(Records)
○ ○ ○ ○
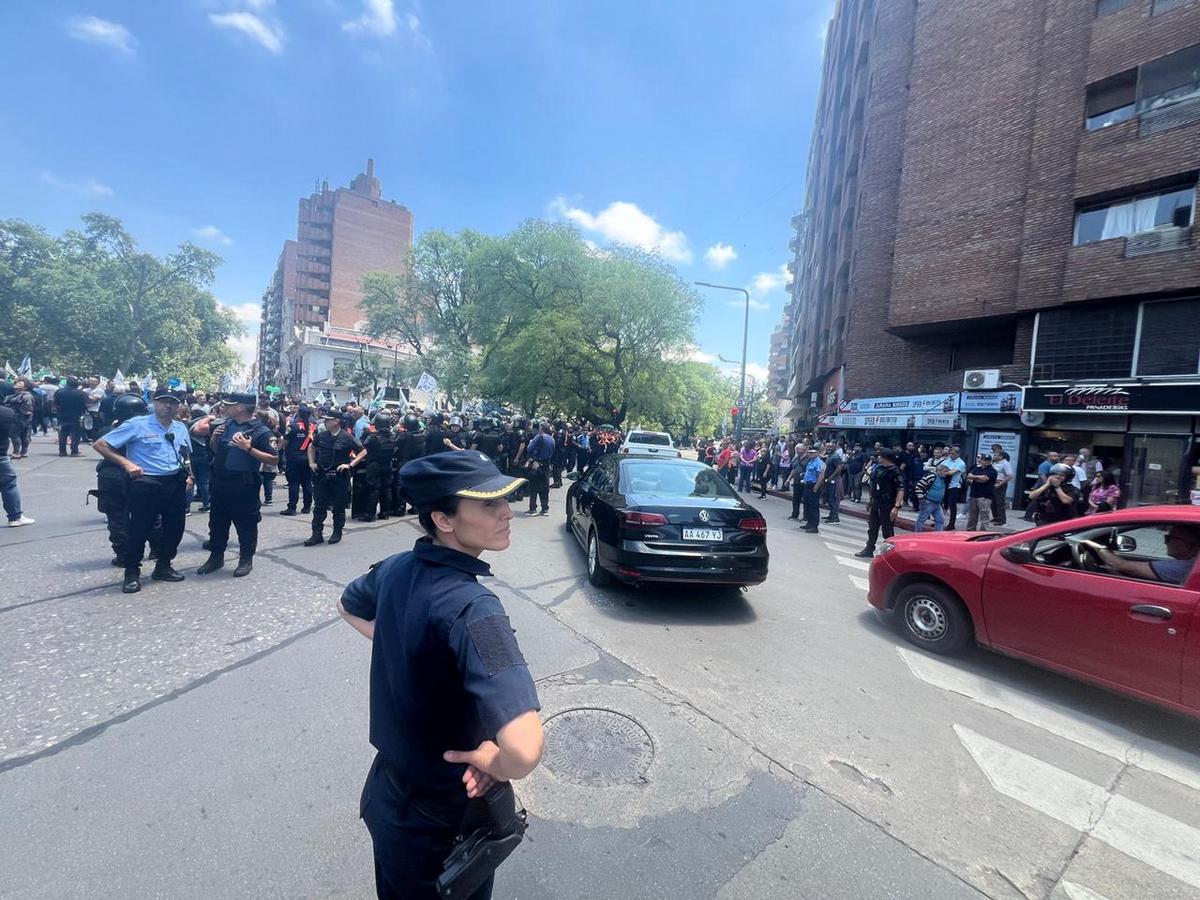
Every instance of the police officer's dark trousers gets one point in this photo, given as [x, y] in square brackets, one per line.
[539, 485]
[412, 835]
[151, 497]
[331, 490]
[811, 507]
[234, 502]
[299, 477]
[880, 517]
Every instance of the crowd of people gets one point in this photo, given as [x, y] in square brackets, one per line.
[936, 481]
[165, 451]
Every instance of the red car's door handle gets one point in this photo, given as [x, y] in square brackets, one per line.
[1158, 612]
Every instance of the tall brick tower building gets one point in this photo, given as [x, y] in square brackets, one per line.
[1001, 197]
[341, 235]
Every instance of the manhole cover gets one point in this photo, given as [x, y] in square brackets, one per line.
[597, 748]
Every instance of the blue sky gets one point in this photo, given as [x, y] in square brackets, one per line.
[677, 126]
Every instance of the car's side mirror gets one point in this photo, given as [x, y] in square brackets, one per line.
[1018, 553]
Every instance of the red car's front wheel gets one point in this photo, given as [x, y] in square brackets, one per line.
[933, 617]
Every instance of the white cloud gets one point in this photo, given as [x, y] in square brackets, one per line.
[754, 304]
[768, 282]
[268, 35]
[378, 18]
[623, 222]
[213, 234]
[102, 31]
[720, 256]
[88, 187]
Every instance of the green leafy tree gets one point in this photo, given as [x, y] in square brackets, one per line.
[90, 301]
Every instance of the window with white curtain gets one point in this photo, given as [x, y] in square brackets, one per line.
[1134, 215]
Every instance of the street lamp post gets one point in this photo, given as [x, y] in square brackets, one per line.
[745, 334]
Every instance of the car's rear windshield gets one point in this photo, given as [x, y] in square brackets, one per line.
[667, 480]
[649, 437]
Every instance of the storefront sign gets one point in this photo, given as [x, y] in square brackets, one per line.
[1179, 399]
[990, 402]
[1009, 442]
[903, 406]
[893, 423]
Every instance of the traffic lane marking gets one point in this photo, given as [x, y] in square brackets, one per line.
[1126, 826]
[1111, 741]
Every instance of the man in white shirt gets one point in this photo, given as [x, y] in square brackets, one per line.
[1005, 473]
[958, 467]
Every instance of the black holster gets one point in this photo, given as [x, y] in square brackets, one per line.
[491, 831]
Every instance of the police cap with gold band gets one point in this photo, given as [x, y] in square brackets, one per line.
[455, 473]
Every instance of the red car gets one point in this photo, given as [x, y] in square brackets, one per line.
[1113, 599]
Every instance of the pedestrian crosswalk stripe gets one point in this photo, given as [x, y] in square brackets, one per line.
[1078, 892]
[1108, 739]
[1125, 825]
[843, 545]
[862, 565]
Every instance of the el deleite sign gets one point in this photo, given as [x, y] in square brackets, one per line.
[1181, 399]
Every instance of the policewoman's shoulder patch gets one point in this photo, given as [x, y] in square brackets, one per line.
[496, 642]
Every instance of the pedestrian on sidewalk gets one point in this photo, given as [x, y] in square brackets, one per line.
[1005, 473]
[930, 491]
[454, 709]
[981, 493]
[886, 501]
[958, 467]
[9, 491]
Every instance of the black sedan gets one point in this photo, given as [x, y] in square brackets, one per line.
[652, 519]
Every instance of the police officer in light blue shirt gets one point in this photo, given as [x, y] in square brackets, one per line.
[156, 449]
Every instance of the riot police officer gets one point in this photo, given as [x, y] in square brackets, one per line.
[381, 448]
[453, 706]
[331, 456]
[113, 483]
[409, 445]
[240, 444]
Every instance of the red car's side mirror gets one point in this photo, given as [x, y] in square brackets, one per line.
[1019, 553]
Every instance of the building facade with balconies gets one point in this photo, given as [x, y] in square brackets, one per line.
[1007, 189]
[341, 235]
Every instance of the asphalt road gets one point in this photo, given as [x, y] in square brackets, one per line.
[208, 739]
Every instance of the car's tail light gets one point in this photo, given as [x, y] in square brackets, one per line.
[642, 519]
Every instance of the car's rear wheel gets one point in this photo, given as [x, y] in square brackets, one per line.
[933, 618]
[597, 574]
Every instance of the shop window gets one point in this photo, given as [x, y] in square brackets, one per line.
[1085, 342]
[1134, 215]
[1170, 339]
[1111, 101]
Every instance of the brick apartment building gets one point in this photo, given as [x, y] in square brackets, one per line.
[341, 235]
[997, 237]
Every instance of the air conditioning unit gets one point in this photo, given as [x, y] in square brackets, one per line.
[981, 379]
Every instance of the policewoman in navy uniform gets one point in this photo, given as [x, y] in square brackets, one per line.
[240, 445]
[453, 705]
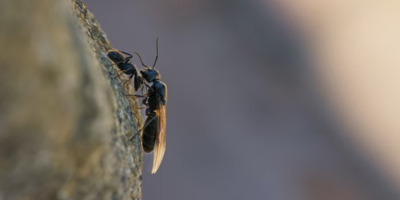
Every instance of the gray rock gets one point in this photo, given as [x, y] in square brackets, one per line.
[64, 120]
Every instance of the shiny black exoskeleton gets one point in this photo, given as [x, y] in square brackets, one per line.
[155, 96]
[123, 63]
[154, 127]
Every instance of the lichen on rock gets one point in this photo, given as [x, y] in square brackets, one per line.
[64, 118]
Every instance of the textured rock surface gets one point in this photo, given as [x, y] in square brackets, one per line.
[64, 121]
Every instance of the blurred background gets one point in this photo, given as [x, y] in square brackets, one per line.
[278, 100]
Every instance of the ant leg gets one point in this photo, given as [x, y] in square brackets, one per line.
[134, 95]
[142, 128]
[130, 55]
[144, 65]
[142, 107]
[118, 75]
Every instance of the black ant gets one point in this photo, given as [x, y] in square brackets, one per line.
[155, 124]
[123, 63]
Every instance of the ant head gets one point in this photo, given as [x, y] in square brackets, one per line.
[150, 75]
[116, 56]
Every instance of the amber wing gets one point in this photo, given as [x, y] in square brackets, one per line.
[160, 137]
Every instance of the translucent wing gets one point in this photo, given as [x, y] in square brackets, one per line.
[160, 137]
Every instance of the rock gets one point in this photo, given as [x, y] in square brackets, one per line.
[64, 120]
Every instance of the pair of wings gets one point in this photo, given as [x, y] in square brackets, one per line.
[161, 122]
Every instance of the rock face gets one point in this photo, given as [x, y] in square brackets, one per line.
[64, 120]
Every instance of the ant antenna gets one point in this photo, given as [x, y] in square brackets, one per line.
[156, 54]
[141, 60]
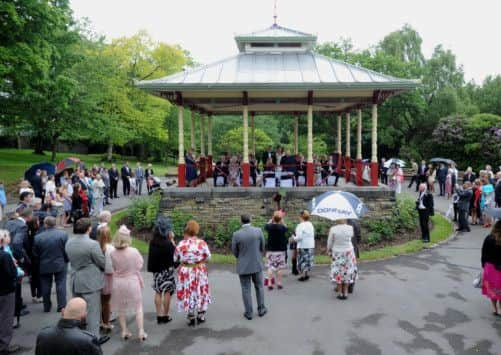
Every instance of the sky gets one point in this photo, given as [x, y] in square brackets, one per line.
[206, 27]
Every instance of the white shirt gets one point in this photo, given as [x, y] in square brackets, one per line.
[340, 238]
[305, 235]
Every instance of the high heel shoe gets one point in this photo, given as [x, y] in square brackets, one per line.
[142, 336]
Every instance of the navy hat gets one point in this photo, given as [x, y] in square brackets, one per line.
[163, 224]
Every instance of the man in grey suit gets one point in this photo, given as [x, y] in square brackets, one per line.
[248, 245]
[49, 250]
[86, 276]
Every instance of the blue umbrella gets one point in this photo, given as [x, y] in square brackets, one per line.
[336, 205]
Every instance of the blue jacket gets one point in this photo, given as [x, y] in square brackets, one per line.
[3, 198]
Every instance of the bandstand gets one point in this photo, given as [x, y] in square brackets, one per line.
[277, 71]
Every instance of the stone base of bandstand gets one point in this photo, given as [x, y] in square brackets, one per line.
[214, 205]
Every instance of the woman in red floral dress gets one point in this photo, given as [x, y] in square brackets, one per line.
[192, 287]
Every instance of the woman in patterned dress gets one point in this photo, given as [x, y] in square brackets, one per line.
[193, 295]
[161, 264]
[344, 262]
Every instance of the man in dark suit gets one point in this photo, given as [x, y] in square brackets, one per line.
[269, 154]
[49, 250]
[441, 177]
[125, 172]
[87, 272]
[248, 246]
[114, 176]
[36, 183]
[67, 337]
[465, 194]
[497, 190]
[424, 205]
[422, 170]
[469, 175]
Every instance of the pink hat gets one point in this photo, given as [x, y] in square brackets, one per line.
[124, 230]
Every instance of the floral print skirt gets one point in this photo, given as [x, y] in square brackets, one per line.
[305, 260]
[344, 267]
[275, 260]
[192, 289]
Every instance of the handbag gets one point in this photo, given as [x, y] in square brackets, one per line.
[477, 282]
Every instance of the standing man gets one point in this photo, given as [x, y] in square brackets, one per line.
[87, 277]
[422, 170]
[8, 284]
[67, 337]
[424, 206]
[441, 177]
[147, 173]
[139, 178]
[247, 245]
[113, 173]
[414, 177]
[49, 249]
[125, 172]
[383, 171]
[464, 194]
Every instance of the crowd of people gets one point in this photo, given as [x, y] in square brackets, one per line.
[105, 277]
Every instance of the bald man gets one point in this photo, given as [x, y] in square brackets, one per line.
[67, 337]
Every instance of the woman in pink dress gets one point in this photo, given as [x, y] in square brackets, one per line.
[192, 287]
[127, 291]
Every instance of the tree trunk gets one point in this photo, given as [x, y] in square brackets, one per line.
[109, 152]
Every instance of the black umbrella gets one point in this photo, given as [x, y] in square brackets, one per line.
[442, 160]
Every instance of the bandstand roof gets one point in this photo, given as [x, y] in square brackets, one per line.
[277, 67]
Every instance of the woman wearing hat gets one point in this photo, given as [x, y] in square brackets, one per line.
[161, 264]
[127, 290]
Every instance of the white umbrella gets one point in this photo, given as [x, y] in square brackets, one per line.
[335, 205]
[394, 161]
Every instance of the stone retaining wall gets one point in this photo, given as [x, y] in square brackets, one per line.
[213, 206]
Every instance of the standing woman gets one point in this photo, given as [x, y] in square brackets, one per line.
[305, 238]
[161, 264]
[276, 250]
[344, 262]
[491, 264]
[127, 290]
[104, 239]
[193, 295]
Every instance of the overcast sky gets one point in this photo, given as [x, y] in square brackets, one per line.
[471, 29]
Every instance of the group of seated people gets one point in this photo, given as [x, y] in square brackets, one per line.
[275, 169]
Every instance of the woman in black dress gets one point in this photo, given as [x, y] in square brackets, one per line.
[161, 264]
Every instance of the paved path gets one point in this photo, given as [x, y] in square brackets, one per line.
[417, 304]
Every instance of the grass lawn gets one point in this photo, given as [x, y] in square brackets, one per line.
[14, 162]
[442, 229]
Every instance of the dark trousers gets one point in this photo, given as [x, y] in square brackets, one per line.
[245, 283]
[7, 305]
[46, 281]
[414, 179]
[463, 220]
[113, 188]
[441, 184]
[126, 185]
[424, 219]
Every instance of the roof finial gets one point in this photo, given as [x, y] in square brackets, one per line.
[275, 14]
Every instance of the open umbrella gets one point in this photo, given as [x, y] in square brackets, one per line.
[66, 163]
[493, 212]
[336, 205]
[28, 174]
[442, 160]
[394, 161]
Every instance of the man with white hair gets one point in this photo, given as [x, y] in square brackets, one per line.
[67, 337]
[424, 205]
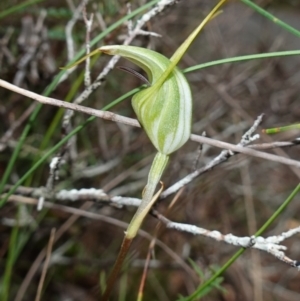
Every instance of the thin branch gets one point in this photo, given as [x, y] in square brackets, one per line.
[133, 122]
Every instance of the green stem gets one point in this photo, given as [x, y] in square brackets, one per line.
[157, 168]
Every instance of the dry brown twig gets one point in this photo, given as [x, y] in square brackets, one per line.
[133, 122]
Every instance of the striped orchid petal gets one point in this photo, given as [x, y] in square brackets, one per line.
[165, 111]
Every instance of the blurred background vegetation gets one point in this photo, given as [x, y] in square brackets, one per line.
[236, 197]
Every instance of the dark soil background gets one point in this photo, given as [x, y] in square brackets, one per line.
[236, 197]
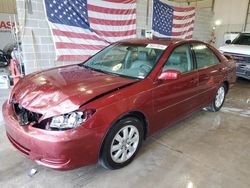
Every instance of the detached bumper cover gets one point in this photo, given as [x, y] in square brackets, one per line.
[55, 149]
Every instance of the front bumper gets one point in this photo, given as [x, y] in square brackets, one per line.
[60, 150]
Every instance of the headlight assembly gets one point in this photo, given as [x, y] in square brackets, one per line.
[71, 120]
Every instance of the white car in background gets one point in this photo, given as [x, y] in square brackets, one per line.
[239, 49]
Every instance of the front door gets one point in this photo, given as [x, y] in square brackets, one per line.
[174, 99]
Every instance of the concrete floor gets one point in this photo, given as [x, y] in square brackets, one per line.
[206, 150]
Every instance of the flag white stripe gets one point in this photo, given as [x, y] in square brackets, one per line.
[183, 21]
[79, 41]
[76, 52]
[105, 4]
[184, 13]
[99, 15]
[113, 28]
[86, 31]
[180, 36]
[182, 28]
[114, 39]
[71, 29]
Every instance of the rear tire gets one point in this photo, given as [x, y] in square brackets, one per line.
[122, 143]
[218, 100]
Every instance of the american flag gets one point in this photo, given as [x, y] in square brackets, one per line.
[81, 28]
[172, 21]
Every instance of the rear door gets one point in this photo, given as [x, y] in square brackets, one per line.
[209, 70]
[173, 99]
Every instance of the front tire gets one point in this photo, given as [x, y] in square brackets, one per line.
[218, 100]
[122, 143]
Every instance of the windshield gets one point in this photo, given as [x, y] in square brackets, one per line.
[135, 61]
[242, 39]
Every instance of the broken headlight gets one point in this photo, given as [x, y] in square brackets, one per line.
[70, 120]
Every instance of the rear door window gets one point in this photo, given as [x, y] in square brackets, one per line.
[180, 59]
[205, 57]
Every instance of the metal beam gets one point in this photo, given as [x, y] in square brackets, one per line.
[246, 19]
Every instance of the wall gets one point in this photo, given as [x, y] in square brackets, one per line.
[203, 18]
[37, 44]
[8, 6]
[6, 22]
[232, 15]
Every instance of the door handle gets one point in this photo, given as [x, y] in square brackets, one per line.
[194, 80]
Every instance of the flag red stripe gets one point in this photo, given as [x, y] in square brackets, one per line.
[189, 37]
[112, 22]
[121, 1]
[183, 25]
[72, 57]
[183, 9]
[110, 10]
[66, 45]
[184, 17]
[75, 35]
[180, 33]
[115, 33]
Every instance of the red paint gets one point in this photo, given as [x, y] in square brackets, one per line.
[65, 89]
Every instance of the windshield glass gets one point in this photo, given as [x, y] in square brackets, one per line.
[242, 39]
[129, 60]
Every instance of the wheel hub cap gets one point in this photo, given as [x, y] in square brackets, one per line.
[220, 97]
[124, 144]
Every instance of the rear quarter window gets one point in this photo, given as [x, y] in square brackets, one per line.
[205, 57]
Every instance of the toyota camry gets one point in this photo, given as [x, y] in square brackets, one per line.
[101, 110]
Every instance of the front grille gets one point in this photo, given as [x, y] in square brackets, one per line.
[21, 148]
[25, 116]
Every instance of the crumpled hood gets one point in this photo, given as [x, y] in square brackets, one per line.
[64, 89]
[236, 49]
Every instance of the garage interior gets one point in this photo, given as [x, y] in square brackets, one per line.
[204, 150]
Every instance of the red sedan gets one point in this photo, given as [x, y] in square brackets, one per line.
[102, 109]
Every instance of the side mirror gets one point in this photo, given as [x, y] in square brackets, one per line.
[169, 75]
[228, 42]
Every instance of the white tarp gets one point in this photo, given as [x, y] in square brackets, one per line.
[6, 23]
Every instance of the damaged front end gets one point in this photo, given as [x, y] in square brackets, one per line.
[62, 122]
[25, 116]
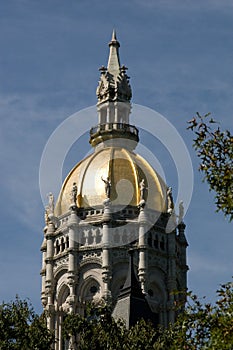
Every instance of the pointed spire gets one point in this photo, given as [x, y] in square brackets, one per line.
[114, 60]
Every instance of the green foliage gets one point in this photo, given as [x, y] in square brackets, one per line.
[215, 149]
[200, 326]
[21, 328]
[99, 331]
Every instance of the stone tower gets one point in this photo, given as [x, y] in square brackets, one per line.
[110, 202]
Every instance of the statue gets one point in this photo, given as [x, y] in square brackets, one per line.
[46, 215]
[142, 190]
[74, 193]
[181, 212]
[107, 186]
[170, 203]
[50, 203]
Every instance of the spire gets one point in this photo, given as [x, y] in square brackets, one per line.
[114, 60]
[114, 107]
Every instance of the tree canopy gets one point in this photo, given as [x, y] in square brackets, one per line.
[214, 147]
[21, 328]
[200, 326]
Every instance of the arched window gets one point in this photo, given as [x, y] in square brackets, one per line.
[62, 244]
[149, 239]
[57, 247]
[98, 236]
[156, 242]
[116, 237]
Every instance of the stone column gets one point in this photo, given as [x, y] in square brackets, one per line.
[171, 278]
[106, 269]
[49, 283]
[43, 271]
[73, 247]
[142, 246]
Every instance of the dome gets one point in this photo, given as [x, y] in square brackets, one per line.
[125, 170]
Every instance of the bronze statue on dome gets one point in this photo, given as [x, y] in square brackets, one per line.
[107, 186]
[74, 193]
[170, 203]
[143, 189]
[50, 203]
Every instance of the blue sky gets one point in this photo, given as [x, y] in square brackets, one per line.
[179, 55]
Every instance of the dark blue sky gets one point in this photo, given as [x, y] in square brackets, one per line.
[179, 55]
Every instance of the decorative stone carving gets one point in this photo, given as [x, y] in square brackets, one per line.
[74, 193]
[170, 203]
[107, 186]
[181, 212]
[143, 189]
[50, 203]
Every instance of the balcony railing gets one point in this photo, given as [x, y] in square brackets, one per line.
[109, 127]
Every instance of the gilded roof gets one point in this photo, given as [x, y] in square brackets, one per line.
[125, 170]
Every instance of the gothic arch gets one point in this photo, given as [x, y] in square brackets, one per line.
[119, 275]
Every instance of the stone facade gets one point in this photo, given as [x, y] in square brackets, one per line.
[85, 248]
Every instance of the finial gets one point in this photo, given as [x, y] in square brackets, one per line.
[114, 35]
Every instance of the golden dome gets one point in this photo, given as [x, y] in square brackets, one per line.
[125, 170]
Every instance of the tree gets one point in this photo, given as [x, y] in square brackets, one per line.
[99, 331]
[215, 149]
[200, 326]
[21, 328]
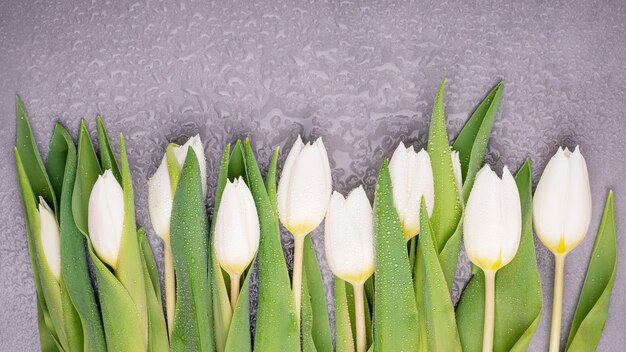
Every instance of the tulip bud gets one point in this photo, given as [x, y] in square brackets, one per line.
[458, 176]
[50, 238]
[562, 202]
[493, 220]
[349, 236]
[106, 217]
[304, 188]
[411, 178]
[237, 229]
[160, 188]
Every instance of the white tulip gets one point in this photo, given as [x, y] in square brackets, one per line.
[493, 220]
[304, 187]
[160, 190]
[562, 202]
[50, 238]
[411, 177]
[349, 236]
[458, 175]
[106, 217]
[237, 230]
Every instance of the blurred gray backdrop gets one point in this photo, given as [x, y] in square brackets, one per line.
[362, 74]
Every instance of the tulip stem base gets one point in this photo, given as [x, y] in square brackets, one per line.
[234, 290]
[359, 317]
[490, 302]
[170, 286]
[557, 302]
[298, 256]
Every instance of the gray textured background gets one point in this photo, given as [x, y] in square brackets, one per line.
[361, 74]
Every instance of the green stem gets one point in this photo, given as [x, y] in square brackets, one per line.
[297, 272]
[490, 302]
[170, 286]
[359, 317]
[557, 302]
[234, 290]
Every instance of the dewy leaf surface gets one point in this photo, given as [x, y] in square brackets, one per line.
[593, 303]
[517, 285]
[193, 325]
[61, 166]
[276, 325]
[472, 141]
[395, 312]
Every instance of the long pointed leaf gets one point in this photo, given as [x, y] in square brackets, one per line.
[447, 209]
[593, 303]
[61, 165]
[276, 324]
[395, 311]
[320, 325]
[517, 285]
[472, 141]
[438, 311]
[193, 326]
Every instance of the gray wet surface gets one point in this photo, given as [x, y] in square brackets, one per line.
[362, 75]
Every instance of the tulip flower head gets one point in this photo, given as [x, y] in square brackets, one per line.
[237, 231]
[562, 202]
[493, 220]
[349, 236]
[411, 178]
[304, 187]
[160, 188]
[50, 238]
[106, 217]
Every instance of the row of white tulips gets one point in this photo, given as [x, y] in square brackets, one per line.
[492, 223]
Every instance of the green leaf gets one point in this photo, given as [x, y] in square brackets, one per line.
[517, 285]
[472, 141]
[308, 343]
[107, 158]
[239, 337]
[47, 333]
[447, 210]
[437, 311]
[320, 325]
[593, 303]
[395, 311]
[121, 334]
[189, 228]
[157, 329]
[115, 301]
[88, 169]
[61, 165]
[368, 315]
[129, 269]
[222, 313]
[276, 326]
[31, 159]
[344, 340]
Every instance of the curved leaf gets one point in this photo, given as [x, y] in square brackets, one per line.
[437, 312]
[447, 209]
[344, 340]
[193, 325]
[320, 325]
[87, 171]
[61, 165]
[472, 141]
[107, 158]
[593, 303]
[276, 324]
[395, 312]
[157, 330]
[517, 285]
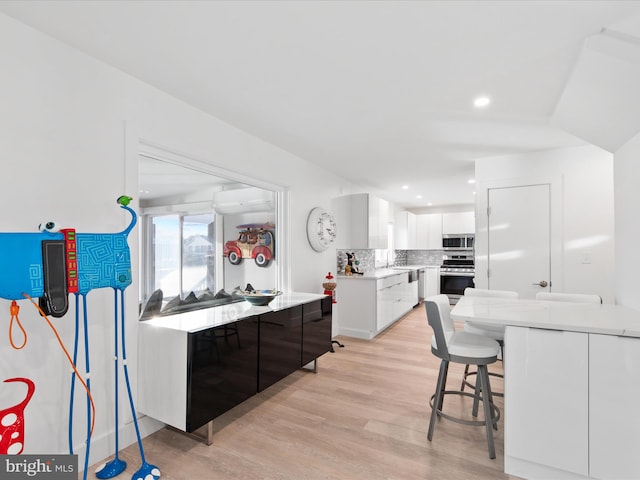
○ ○ ○ ○
= To be done =
Substitute "black trousers" for "dark trousers" in the lines from the start of the records through the line containing "[1158, 612]", with both ends included. Give only those lines with nothing else changed, and leave the pictures out.

= Finished task =
Every instance of the police officer's black trousers gets one point in this photo, given as [x, y] in square brackets, one per line.
[539, 485]
[412, 835]
[151, 497]
[331, 490]
[811, 507]
[234, 502]
[299, 477]
[880, 517]
Every instance of the crowd of people gets one point in this photo, given as [x, y] in square brackets, one per line.
[936, 481]
[165, 451]
Every instance of the red car's door handle gets one point in this photo, given as [x, y] in square brackets, one per line.
[1158, 612]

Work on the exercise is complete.